*** RECORDS FOR THIS EXERCISE ***

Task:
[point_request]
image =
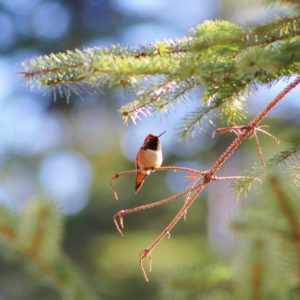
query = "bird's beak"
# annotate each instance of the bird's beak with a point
(162, 133)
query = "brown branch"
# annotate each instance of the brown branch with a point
(209, 175)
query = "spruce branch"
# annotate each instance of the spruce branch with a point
(288, 160)
(35, 234)
(206, 176)
(221, 57)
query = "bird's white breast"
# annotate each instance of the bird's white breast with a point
(149, 158)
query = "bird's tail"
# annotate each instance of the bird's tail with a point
(140, 178)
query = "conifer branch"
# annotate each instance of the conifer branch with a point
(224, 58)
(206, 176)
(29, 236)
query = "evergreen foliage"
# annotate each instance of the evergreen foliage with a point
(228, 61)
(34, 237)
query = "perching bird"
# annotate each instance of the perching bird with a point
(148, 158)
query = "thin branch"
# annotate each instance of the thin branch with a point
(118, 217)
(147, 252)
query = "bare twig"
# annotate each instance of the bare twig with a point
(242, 132)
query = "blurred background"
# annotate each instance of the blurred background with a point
(70, 150)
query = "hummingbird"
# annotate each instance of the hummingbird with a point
(148, 158)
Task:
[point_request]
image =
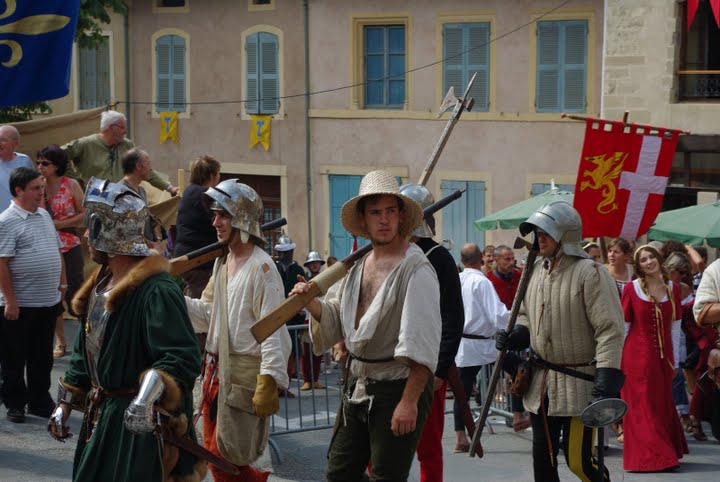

***

ASSIGNED TASK:
Determine how many lines in the data include the word "query". Answer with that number alone.

ANSWER TO THIS PROBLEM:
12